= Problem to work on =
From the material below, extract every line that contains the word "dark".

Dataset rows showing where objects appear
※
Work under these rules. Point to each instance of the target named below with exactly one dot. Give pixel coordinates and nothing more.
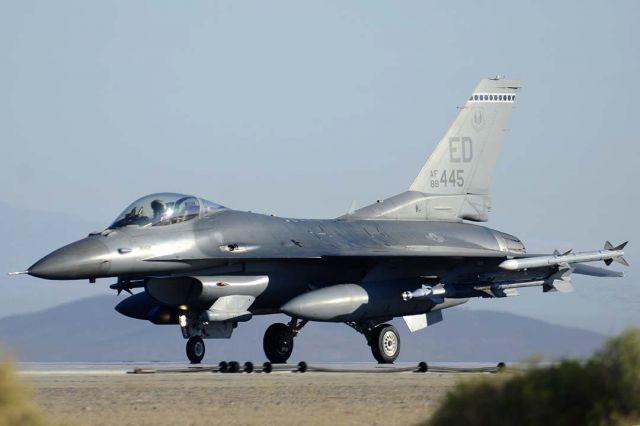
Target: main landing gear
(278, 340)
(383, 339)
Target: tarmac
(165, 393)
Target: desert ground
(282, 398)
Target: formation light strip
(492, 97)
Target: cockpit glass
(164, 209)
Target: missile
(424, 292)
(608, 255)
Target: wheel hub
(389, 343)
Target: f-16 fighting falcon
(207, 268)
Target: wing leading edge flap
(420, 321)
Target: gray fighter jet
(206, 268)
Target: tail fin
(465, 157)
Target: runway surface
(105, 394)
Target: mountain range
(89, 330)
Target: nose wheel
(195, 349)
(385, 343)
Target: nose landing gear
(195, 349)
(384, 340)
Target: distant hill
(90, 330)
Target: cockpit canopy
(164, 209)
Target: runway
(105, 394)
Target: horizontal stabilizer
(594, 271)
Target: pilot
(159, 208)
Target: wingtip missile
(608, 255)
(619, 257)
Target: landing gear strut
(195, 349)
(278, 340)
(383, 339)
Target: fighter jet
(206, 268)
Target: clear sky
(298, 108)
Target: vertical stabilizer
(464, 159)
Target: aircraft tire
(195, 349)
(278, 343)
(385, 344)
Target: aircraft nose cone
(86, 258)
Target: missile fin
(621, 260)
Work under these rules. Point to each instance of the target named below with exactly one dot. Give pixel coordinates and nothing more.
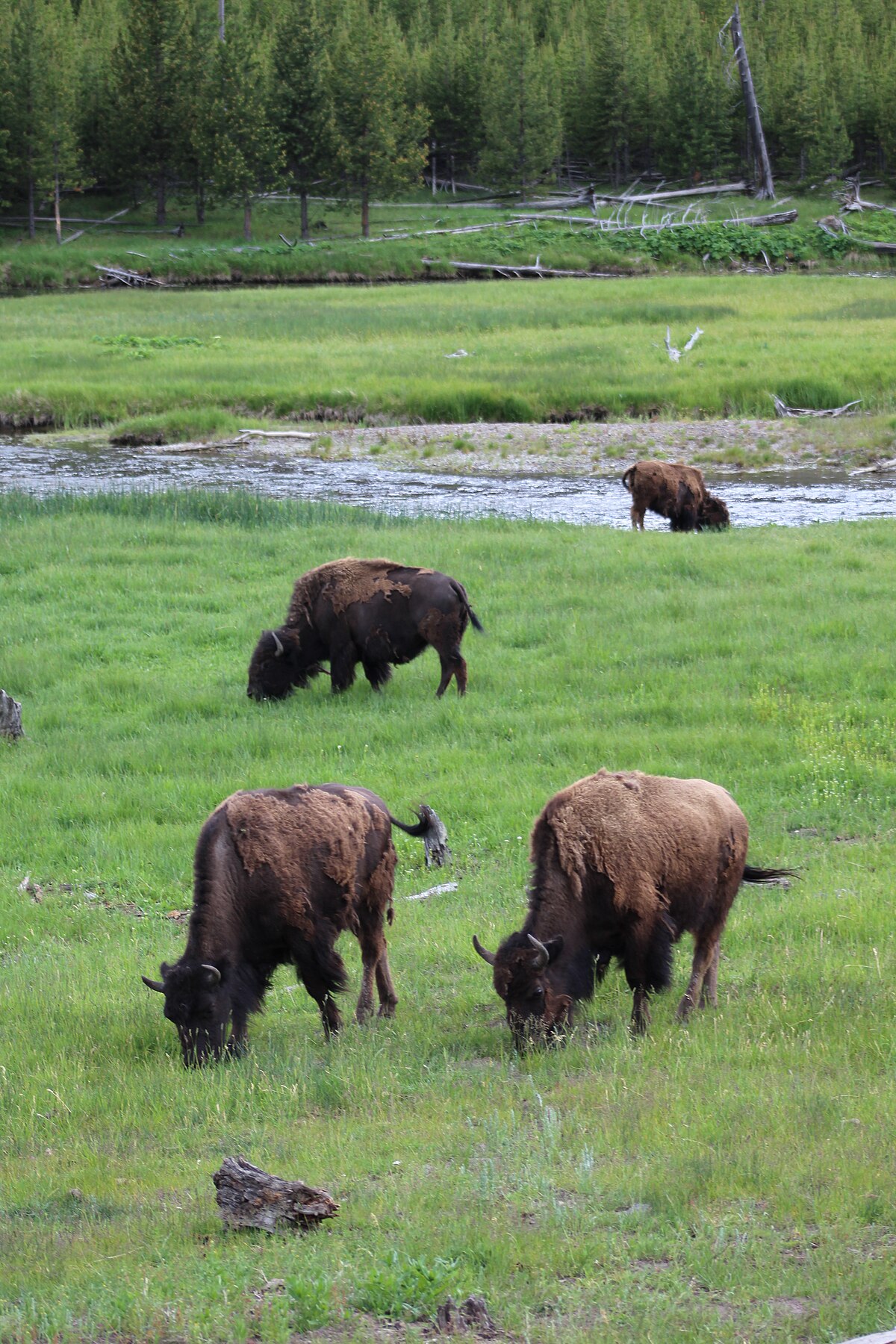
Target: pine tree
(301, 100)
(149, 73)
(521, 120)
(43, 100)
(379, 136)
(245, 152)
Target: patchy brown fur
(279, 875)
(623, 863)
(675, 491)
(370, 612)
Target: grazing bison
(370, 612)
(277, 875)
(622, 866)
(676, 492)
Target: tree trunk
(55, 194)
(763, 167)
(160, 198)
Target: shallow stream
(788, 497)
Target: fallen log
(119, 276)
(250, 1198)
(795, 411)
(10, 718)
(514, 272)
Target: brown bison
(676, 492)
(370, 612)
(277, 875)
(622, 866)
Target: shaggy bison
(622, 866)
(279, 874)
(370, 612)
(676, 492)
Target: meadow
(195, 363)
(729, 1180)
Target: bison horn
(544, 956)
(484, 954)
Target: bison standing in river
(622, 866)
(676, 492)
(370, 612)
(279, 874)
※
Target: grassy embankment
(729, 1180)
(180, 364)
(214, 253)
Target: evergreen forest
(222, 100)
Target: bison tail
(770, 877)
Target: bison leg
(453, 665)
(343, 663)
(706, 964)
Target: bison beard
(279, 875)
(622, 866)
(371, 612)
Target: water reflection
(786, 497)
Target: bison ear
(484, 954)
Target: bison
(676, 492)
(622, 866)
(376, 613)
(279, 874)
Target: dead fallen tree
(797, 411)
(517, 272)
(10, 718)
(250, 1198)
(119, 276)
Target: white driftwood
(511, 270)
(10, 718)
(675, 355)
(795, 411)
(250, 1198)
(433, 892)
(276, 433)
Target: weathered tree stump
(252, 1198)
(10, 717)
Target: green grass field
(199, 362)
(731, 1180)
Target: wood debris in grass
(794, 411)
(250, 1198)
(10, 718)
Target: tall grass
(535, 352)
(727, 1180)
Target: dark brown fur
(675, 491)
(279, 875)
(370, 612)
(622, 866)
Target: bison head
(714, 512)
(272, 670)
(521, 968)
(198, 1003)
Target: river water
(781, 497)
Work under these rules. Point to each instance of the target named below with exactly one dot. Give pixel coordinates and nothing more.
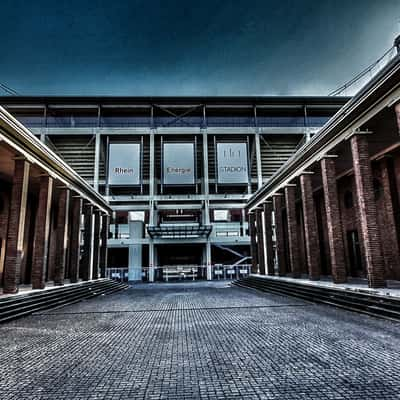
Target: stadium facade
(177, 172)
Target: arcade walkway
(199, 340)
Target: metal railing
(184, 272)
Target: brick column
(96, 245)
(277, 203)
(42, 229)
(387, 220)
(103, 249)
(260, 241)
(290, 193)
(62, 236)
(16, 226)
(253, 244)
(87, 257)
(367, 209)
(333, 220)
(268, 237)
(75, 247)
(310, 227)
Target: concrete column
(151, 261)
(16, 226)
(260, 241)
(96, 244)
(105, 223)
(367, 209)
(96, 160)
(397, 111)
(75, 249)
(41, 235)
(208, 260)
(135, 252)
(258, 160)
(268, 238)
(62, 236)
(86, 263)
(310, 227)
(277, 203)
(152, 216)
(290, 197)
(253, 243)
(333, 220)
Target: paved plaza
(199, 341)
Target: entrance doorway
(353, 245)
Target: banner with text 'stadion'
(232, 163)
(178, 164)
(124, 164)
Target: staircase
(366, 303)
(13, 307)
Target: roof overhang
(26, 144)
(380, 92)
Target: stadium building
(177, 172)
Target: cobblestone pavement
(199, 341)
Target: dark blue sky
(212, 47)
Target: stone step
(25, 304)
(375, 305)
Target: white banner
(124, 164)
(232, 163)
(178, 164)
※
= Answer for the task =
Target: dark brown fur
Target: dark blue sky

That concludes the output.